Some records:
• • • • •

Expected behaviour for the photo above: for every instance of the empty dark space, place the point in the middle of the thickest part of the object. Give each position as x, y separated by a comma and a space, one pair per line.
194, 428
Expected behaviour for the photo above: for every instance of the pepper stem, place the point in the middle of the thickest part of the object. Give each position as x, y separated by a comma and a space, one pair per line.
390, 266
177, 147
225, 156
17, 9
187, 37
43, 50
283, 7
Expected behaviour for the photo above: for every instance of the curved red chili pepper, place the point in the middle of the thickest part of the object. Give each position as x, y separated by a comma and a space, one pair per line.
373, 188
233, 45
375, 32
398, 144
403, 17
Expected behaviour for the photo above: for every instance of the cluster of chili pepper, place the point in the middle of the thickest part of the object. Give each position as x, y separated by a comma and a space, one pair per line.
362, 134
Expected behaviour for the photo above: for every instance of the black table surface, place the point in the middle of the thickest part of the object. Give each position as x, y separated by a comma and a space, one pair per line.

• • • • •

**Exercise instructions:**
Look above for the line that holds "of the pepper", then copy it and each line after it exactly, through the last line of the data.

**Solved exercise:**
Expected behaviour for the photo above: for every instance of the pepper stem, place the point in the middle of the thickest part of the object. Give each position as x, y separated by a comma and a space, one pair per line.
390, 266
177, 147
225, 156
17, 9
187, 37
43, 50
283, 7
Expected behaviour for the photo above: for every instance of the curved red chili pepper, place the point in the middle of the thickest part of the object. Give each position as x, y separated by a comma and a space, one pair per line.
373, 188
233, 45
375, 32
398, 144
403, 17
Expected behaviour for the photo above: for every instance of the cluster of chili pepper, place the point in the middle of the thickest part of the object. Give each position as x, y separated by a comma and a space, one pair per line.
362, 134
Expected behaviour for the photo above: for every instance of the black table surface, place the point in the middle of the thickest part of the object. Give each position as x, y separated by a comma and a space, one pair per line.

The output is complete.